PASSAGE PROVIDED -
━━━━━━
Titanic’s tale of wonder and tragedy told at Braeside House

Posted: 15/08/2018 | Care for Older People,

Stories of luxury and tragedy from one of the world’s most famous ships were brought to life at Braeside House yesterday when a touring Titanic exhibition arrived at the home.

Florence wears a hat and holds a Titanic lifeboat sign Sean Szmalc, Director of Titanic Honour and Glory, brought the exhibition alive by telling the stories of real people whose lives were changed forever by the majestic ship.

Stories included that of Sidney-Francis Sedunary, a third class steward who was expecting his first child when he perished aboard the Titanic, and Kate Florence Philips, who had been planning to flee the UK for California with her married sweetheart, Samuel Morley.

Residents were also able to hold rare genuine artefacts from the Titanic, including a piece of bannister, a lifejacket, and a lifeboat sign – one of just three in existence.

They also donned the uniforms of ship crew and clothes and accessories of the kind worn by upper-class passengers.

Resident, Mary, commented: “The Titanic was only a name to me before. This experience has really made it set sail.”

Florence (pictured) added: “I’ve very much enjoyed learning all about the Titanic. It was very enjoyable to try on the clothing and the lifejacket – it was surprisingly comfortable. Actually feeling parts of the physical history has brought it to life for me.”

Titanic Honour and Glory specialises in visiting, schools, after school clubs, holiday clubs, care and nursing homes, providing a unique reminiscence and outreach programme, bringing fun-filled active learning experiences with therapeutic values.

Sean stands beside Florence who is seated in a chair

The company also provide World War One and Two reminiscence programmes and have previously visited Kidscene After School and Holiday Club and Scottish War Blinded’s Linburn Centre.

Sean said: “It has been a real privilege and an honour to meet everyone at Braeside House today. The reminiscence programmes are ideal for people in care homes, and a key part of it is using real artefacts so there is a sensory element for the vision impaired residents.”

Braeside House Activities Team Leader, Barrie Simcock, said: “It was fantastic to have Sean here at Braeside House. The stories he told of the real people who were involved with the Titanic, and the artefacts that we were all able to hold in our hands, really brought history to life for us today.”

Braeside House has 10 activities staff who tailor activities according to residents' interests and their previous lifestyle choices.
━━━━━━
ENTRIES PROVIDED -
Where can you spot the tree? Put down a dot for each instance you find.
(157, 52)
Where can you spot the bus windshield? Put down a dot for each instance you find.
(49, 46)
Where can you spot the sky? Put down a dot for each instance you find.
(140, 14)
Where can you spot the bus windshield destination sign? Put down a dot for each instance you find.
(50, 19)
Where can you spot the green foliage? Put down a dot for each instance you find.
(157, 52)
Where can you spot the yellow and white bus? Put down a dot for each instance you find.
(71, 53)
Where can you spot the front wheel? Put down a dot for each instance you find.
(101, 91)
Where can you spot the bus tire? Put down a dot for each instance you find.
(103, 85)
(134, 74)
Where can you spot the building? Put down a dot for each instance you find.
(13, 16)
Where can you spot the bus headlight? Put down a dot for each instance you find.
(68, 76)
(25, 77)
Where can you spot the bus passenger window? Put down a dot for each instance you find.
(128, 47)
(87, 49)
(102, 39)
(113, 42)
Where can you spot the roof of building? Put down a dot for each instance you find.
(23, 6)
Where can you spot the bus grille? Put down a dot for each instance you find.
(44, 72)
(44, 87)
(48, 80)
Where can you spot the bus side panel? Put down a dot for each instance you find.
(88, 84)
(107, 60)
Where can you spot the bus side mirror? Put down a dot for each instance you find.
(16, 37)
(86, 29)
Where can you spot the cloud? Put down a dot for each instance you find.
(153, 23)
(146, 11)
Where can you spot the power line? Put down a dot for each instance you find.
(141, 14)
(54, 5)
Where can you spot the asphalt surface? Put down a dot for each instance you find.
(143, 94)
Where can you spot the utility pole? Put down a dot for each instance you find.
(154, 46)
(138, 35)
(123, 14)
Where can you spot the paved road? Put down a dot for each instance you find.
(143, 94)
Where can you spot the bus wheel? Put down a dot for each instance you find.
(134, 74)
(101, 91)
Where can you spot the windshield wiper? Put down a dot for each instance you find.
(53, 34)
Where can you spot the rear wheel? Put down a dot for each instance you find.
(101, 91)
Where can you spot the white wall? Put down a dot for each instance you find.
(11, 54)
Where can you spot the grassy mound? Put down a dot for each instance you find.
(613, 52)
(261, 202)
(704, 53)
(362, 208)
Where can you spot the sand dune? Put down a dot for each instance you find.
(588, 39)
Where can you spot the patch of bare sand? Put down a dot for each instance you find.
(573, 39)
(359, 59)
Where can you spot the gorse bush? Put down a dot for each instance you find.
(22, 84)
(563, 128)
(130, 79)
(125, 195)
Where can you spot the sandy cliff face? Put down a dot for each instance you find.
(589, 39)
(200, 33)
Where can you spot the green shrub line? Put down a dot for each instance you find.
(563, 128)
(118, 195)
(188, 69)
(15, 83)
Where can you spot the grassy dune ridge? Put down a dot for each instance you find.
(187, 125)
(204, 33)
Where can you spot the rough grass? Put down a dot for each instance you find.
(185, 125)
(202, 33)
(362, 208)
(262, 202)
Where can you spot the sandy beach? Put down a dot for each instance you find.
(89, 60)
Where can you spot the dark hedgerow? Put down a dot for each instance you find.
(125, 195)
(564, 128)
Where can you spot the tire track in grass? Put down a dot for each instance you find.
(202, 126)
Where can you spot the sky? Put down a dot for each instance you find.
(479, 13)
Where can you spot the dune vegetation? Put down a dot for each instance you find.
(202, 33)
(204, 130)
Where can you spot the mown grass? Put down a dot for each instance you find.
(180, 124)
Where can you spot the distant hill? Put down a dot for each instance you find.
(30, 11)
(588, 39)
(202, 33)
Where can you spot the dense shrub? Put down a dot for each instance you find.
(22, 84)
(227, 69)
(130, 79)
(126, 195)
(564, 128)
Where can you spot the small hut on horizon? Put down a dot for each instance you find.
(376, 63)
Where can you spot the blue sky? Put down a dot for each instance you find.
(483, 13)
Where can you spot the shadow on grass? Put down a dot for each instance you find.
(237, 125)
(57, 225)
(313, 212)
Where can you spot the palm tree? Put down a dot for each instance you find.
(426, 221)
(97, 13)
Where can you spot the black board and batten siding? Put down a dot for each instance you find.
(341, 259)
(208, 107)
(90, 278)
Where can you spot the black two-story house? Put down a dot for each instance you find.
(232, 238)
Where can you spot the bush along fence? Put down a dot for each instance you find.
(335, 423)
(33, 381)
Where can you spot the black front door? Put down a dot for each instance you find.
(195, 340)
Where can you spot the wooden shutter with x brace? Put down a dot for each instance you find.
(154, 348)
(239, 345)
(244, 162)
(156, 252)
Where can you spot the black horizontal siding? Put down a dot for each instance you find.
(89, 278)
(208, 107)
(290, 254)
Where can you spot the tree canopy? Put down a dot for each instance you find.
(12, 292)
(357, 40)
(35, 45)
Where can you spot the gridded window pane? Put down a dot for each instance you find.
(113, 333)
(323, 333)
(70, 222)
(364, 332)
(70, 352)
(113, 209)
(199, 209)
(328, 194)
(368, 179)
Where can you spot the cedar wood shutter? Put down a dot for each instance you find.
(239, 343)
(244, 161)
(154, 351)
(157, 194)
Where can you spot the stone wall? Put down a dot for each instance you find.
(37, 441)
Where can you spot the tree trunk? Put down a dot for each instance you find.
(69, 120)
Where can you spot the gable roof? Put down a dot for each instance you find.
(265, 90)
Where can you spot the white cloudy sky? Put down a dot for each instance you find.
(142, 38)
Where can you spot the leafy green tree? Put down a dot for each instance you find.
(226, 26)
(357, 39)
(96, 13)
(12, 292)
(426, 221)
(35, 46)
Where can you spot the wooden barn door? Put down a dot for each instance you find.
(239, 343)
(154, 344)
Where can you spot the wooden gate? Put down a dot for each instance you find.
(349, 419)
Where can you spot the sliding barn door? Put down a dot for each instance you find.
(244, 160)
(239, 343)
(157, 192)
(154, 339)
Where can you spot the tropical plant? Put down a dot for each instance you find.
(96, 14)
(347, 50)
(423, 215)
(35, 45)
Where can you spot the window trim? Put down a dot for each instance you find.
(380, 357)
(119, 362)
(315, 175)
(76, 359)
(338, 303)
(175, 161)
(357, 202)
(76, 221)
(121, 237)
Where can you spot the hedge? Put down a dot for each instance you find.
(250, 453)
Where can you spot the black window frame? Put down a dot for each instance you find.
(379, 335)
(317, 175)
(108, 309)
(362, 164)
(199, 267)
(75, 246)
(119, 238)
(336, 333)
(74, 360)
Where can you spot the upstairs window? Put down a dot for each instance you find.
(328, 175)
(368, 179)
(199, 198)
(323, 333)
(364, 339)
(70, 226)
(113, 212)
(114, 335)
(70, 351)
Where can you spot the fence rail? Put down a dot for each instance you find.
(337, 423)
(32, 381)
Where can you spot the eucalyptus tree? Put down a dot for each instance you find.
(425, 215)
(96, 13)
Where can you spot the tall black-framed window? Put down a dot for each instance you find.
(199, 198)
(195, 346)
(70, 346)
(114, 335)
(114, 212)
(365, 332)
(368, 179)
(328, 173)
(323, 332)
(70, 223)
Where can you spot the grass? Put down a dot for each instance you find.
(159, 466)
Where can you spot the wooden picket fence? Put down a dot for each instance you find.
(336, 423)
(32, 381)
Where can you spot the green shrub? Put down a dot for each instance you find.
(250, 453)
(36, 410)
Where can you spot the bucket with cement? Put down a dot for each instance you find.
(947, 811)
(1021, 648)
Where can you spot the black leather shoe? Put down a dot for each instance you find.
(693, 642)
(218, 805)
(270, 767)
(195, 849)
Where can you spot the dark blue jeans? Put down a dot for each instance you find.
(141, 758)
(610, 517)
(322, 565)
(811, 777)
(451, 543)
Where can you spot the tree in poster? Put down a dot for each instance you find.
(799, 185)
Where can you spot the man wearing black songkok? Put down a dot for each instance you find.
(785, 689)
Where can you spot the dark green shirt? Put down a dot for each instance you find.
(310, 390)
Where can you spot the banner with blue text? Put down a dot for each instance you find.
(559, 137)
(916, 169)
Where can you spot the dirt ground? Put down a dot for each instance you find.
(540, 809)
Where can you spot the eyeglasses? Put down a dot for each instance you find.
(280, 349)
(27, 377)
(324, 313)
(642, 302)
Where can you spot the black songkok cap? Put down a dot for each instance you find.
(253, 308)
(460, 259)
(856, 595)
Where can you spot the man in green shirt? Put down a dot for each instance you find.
━━━━━━
PARTS OF THE EXERCISE -
• A. Answer these questions about the Titanic exhibition article, one line each:
(i) What job did Sidney-Francis Sedunary hold aboard the Titanic?
(ii) How many lifeboat signs like the one residents held are in existence?
(iii) How many activities staff work at Braeside House?
• B. Sum up the Titanic exhibition article in two sentences.

ANSWERS PROVIDED -
• A.
(i) Third class steward.
(ii) Three.
(iii) Ten.

• B. A touring Titanic exhibition led by Sean Szmalc of Titanic Honour and Glory visited Braeside House, where he told the stories of real people affected by the ship and residents held rare genuine artefacts and tried on crew uniforms and upper-class clothing. Residents and staff said the experience brought history to life, and the company, which runs reminiscence programs for schools, clubs and care homes, uses real artefacts to give vision impaired residents a sensory element.